Extract the lines below verbatim, omitting the pictures.
========
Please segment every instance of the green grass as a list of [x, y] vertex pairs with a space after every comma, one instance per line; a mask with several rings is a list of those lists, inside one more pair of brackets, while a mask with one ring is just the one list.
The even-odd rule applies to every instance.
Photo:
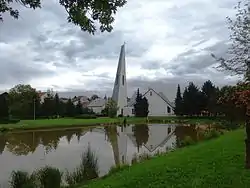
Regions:
[[244, 130], [240, 129], [135, 164], [79, 188], [250, 187], [244, 148]]
[[[171, 121], [184, 120], [186, 123], [213, 123], [217, 120], [208, 118], [181, 118], [178, 117], [149, 117], [150, 123], [170, 123]], [[0, 129], [41, 129], [41, 128], [70, 128], [88, 125], [103, 125], [121, 123], [123, 118], [96, 118], [96, 119], [75, 119], [75, 118], [59, 118], [59, 119], [38, 119], [38, 120], [21, 120], [16, 124], [0, 124]], [[157, 122], [155, 122], [157, 121]], [[146, 123], [146, 118], [127, 118], [127, 123]]]

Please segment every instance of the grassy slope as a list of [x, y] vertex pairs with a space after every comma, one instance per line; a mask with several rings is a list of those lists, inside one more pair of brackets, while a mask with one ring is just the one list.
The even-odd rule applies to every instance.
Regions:
[[136, 164], [86, 187], [250, 187], [250, 171], [244, 169], [244, 131]]
[[[176, 120], [177, 117], [150, 117], [150, 120]], [[120, 123], [123, 118], [97, 118], [97, 119], [74, 119], [74, 118], [60, 118], [60, 119], [38, 119], [38, 120], [21, 120], [17, 124], [0, 124], [0, 128], [12, 129], [37, 129], [37, 128], [64, 128], [72, 126], [96, 125], [96, 124], [110, 124]], [[187, 123], [212, 123], [215, 120], [204, 118], [185, 119]], [[146, 118], [127, 118], [127, 123], [146, 123]]]
[[[51, 127], [70, 127], [82, 125], [96, 125], [122, 122], [122, 118], [97, 118], [97, 119], [38, 119], [38, 120], [21, 120], [17, 124], [0, 124], [0, 128], [13, 129], [36, 129], [36, 128], [51, 128]], [[128, 123], [145, 122], [145, 118], [129, 118]]]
========
** WRITTEN SOLUTION **
Please segment every instance of the green grass as a list of [x, y] vertex pairs with a space after every comma, one instance per line; a mask with several rings is a list of those lists, inside one more pair of brackets, while a mask with one ring is just the one list.
The even-odd rule applies to every instance.
Photo:
Regions:
[[244, 130], [240, 129], [135, 164], [79, 188], [250, 187], [244, 148]]
[[[171, 121], [184, 120], [186, 123], [213, 123], [217, 120], [208, 118], [181, 118], [178, 117], [149, 117], [150, 123], [170, 123]], [[0, 129], [41, 129], [41, 128], [70, 128], [88, 125], [103, 125], [121, 123], [123, 118], [96, 118], [96, 119], [75, 119], [75, 118], [59, 118], [59, 119], [38, 119], [38, 120], [21, 120], [16, 124], [0, 124]], [[157, 122], [155, 122], [157, 121]], [[146, 123], [146, 118], [127, 118], [127, 123]]]

Please segment every instance of the grassy slope as a list of [x, y] vertex pairs with a space after every comma, one instance per line; a mask with several rings is a list of those lists, inside one more pair of brackets, while a mask with one ring is just the one list.
The even-odd rule applies to every instance.
Regions:
[[136, 164], [86, 187], [250, 187], [250, 171], [244, 169], [244, 131]]
[[[176, 120], [177, 117], [150, 117], [150, 120]], [[120, 123], [123, 118], [97, 118], [97, 119], [74, 119], [74, 118], [60, 118], [60, 119], [38, 119], [38, 120], [21, 120], [17, 124], [0, 124], [0, 128], [12, 129], [37, 129], [37, 128], [64, 128], [72, 126], [96, 125], [96, 124], [110, 124]], [[187, 123], [212, 123], [215, 120], [204, 118], [185, 119]], [[146, 118], [127, 118], [127, 123], [146, 123]]]
[[[51, 127], [70, 127], [82, 125], [96, 125], [122, 122], [122, 118], [97, 118], [97, 119], [38, 119], [38, 120], [21, 120], [17, 124], [0, 124], [0, 128], [13, 129], [36, 129], [36, 128], [51, 128]], [[128, 123], [145, 122], [145, 118], [129, 118]]]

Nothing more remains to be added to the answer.